## [Page text]
While the Ethiopian government has made significant efforts to improve reception conditions for returning migrants, challenges and gaps remain. Shelter capacity for new arrivals is limited. Reception facilities are overcrowded and there are inadequate measures in place to reduce the spread of communicable diseases, including COVID-19. And, because most migrants pass quickly in and out of reception centers, there often isn’t enough time to get them the care and services they need. If the number of arrivals increases as expected throughout 2021, these gaps will only grow.
Upon arrival at the airport, returnees with mild to moderate mental health issues are referred to MSF’s therapeutic counseling center (TCC) in Addis Ababa. Depending on their needs, they might spend a few days or up to a month or more at the center where they receive food, clothes, shelter, and assistance for transportation until they are ready to go home.

## [Material provided]
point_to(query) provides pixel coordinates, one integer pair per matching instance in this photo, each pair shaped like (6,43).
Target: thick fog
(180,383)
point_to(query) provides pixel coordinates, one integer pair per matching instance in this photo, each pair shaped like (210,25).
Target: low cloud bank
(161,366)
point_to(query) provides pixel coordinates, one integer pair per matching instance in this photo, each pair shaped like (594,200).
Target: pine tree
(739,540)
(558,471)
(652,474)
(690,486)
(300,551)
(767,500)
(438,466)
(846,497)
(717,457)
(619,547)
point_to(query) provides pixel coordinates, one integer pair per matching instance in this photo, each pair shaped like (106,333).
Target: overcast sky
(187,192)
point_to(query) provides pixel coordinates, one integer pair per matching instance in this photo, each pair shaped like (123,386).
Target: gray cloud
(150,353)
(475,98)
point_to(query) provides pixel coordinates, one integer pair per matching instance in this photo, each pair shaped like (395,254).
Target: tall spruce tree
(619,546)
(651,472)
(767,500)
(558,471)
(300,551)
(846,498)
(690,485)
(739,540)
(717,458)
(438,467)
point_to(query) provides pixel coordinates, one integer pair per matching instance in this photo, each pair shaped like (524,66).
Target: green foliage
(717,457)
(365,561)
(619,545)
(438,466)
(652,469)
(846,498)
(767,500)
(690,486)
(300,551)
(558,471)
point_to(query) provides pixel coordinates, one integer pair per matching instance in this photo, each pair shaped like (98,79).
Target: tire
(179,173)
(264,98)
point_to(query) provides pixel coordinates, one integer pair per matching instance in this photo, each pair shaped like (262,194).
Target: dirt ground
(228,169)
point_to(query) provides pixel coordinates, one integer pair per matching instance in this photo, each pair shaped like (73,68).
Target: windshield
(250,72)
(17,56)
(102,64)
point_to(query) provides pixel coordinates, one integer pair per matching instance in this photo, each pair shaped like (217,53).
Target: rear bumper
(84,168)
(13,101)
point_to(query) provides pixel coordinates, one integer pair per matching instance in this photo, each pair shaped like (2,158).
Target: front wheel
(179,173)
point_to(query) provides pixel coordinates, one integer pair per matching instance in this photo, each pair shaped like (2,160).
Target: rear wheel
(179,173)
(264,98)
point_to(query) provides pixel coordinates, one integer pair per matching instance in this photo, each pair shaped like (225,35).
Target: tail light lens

## [Task directions]
Write out the text about returning migrants in Ethiopia word for word, from "Upon arrival at" to "to go home.".

## [Answer area]
Upon arrival at the airport, returnees with mild to moderate mental health issues are referred to MSF’s therapeutic counseling center (TCC) in Addis Ababa. Depending on their needs, they might spend a few days or up to a month or more at the center where they receive food, clothes, shelter, and assistance for transportation until they are ready to go home.